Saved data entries
^^^^^^^^
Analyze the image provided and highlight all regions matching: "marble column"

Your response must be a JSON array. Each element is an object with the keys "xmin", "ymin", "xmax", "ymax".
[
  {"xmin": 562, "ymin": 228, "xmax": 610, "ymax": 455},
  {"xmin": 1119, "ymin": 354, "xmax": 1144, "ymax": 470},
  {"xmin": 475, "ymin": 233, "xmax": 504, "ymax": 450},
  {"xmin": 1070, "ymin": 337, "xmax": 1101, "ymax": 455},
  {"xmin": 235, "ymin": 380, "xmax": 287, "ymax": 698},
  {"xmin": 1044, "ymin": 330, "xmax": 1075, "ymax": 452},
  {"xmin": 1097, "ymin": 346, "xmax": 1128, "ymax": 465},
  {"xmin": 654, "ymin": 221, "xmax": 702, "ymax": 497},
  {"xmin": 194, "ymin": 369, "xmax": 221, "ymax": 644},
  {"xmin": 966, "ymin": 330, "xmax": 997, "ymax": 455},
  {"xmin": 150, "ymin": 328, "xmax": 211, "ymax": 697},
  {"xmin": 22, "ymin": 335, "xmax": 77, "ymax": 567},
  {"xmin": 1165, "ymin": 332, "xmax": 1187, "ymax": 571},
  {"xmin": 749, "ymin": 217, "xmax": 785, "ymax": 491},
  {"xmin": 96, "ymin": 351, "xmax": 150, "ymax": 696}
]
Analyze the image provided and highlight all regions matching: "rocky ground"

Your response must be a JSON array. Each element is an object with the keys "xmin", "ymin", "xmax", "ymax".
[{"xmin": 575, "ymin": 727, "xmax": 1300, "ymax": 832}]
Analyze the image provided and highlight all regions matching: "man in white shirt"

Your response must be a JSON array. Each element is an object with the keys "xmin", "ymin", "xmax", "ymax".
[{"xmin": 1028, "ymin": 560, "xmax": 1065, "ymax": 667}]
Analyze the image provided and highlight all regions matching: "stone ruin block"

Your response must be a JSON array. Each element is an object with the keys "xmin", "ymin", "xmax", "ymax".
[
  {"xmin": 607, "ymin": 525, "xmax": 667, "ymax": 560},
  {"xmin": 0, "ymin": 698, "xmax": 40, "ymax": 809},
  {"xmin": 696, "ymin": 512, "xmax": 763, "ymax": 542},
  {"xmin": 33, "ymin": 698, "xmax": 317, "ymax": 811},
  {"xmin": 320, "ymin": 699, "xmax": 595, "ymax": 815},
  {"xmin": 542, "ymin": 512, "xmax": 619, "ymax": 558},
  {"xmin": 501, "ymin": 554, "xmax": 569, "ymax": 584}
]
^^^^^^^^
List each line of the entries above that contains the string "provided", copying every line in full. Matching is case-sensitive.

* **Solution to the problem**
Analyze the image provided and highlight all regions matching: "marble column"
Analyze the image provided and highlight all regions matching: "rocky ground"
Analyze the image provided and highlight all regions matching: "man in white shirt"
Analyze the image provided and highlight all regions matching: "stone ruin block"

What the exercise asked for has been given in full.